• _WHAT IS BEING ASKED_: Starting at the line of the records that contains "the turtle shell;" and ending after the line that contains "[(66, 175), (400, 223), (425, 172), (202, 223)]", output those lines as a JSON list of strings, one string per line, with blank lines omitted.

— start SOURCE DATA —

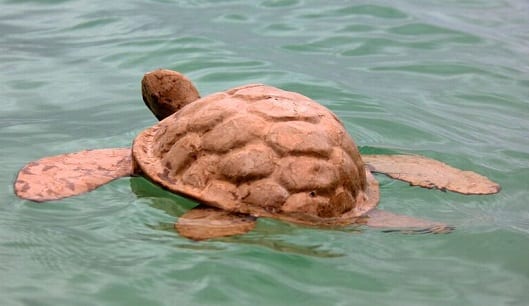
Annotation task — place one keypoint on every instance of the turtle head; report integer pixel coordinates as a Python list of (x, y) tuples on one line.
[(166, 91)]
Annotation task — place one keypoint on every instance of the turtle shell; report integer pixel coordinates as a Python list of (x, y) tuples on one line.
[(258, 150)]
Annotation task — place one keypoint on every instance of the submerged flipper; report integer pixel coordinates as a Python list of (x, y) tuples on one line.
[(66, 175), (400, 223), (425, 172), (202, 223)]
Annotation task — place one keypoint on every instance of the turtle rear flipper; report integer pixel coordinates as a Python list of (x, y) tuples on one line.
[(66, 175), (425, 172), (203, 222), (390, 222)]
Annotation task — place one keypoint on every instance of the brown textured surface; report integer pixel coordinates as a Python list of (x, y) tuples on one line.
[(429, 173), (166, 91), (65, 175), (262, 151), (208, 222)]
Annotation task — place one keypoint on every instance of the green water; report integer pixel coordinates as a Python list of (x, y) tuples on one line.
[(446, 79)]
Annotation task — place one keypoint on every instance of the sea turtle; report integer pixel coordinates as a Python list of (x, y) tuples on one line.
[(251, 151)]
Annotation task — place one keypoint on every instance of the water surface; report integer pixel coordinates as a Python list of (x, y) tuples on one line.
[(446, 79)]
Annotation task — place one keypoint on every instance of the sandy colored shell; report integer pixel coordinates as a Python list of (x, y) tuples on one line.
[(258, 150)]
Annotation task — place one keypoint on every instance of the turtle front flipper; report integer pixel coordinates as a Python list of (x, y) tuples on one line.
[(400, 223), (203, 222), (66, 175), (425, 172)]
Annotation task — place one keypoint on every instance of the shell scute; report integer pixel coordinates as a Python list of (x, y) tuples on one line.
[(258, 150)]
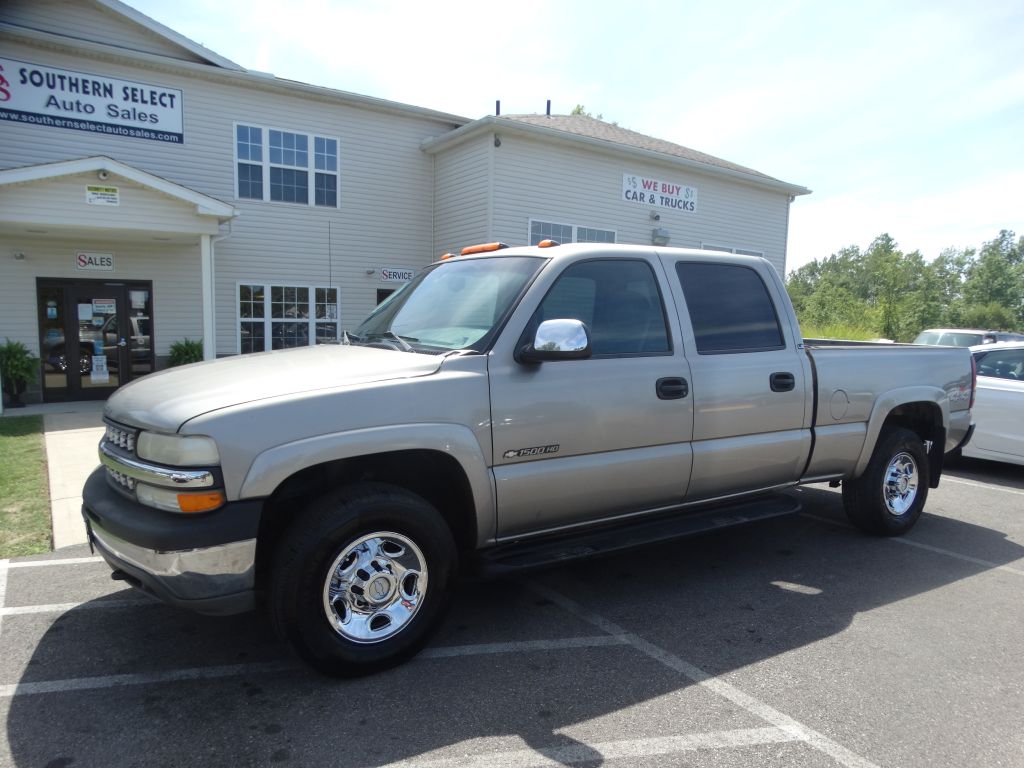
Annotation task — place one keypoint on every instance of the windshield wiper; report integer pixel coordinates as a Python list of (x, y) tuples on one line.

— end SOURCE DATA —

• _COMPLETED EXERCISE_:
[
  "Annotation task — place one keypoint on every instance of the turtle shell; report integer pixel coordinates as a Python list of (x, y) tuples on one line.",
  "[(258, 150)]",
  "Annotation task — place one keypoint on every instance of the submerged flipper; report integer pixel coordinates as a Python list of (x, y) tuples on one line.",
  "[(66, 175), (400, 223), (425, 172), (202, 223)]"
]